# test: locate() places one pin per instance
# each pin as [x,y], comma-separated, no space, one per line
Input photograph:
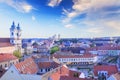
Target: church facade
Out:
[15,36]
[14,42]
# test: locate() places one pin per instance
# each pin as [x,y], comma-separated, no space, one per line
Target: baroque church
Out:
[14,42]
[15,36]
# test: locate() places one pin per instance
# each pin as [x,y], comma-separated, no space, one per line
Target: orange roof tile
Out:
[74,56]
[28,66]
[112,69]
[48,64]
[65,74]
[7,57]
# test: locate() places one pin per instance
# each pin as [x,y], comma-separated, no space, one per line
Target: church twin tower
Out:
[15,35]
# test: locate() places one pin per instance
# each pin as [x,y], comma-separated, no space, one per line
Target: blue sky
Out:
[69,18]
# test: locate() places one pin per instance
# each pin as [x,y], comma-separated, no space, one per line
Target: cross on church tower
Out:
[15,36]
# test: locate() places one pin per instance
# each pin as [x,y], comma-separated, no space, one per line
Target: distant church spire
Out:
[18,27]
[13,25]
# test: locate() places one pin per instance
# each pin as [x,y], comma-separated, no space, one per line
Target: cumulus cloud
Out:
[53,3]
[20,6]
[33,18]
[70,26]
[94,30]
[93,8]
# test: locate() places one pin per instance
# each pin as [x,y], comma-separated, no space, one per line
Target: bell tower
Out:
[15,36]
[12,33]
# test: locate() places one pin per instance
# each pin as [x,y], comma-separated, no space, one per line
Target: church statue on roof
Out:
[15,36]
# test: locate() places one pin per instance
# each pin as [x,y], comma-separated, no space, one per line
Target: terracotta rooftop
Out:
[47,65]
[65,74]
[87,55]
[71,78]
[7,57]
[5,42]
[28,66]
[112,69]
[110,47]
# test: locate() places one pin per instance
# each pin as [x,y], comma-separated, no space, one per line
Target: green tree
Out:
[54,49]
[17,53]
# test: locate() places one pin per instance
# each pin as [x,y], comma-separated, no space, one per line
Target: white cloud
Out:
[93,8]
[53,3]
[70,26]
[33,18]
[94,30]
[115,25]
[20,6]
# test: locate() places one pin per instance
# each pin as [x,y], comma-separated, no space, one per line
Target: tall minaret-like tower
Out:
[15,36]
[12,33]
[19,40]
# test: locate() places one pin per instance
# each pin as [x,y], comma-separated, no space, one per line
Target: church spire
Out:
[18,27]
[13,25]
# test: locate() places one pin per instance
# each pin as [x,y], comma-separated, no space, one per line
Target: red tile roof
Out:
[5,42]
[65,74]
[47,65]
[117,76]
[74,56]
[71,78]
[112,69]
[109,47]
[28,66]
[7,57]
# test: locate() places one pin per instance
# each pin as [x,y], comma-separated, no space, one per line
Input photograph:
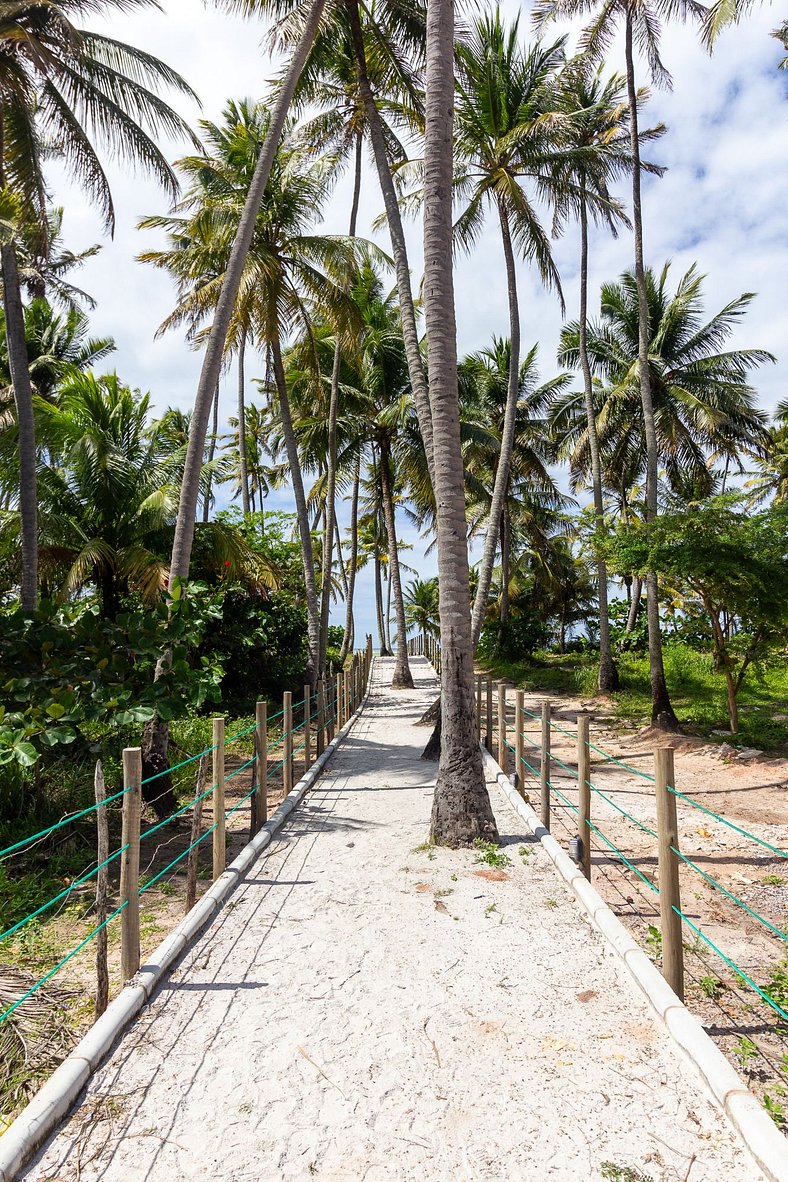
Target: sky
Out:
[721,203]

--- --- ---

• 任务要求: 挑出上面条目中所有包含“spire”这个词的行，逐行抄下来。

• 解答:
Target: distant church spire
Target: church spire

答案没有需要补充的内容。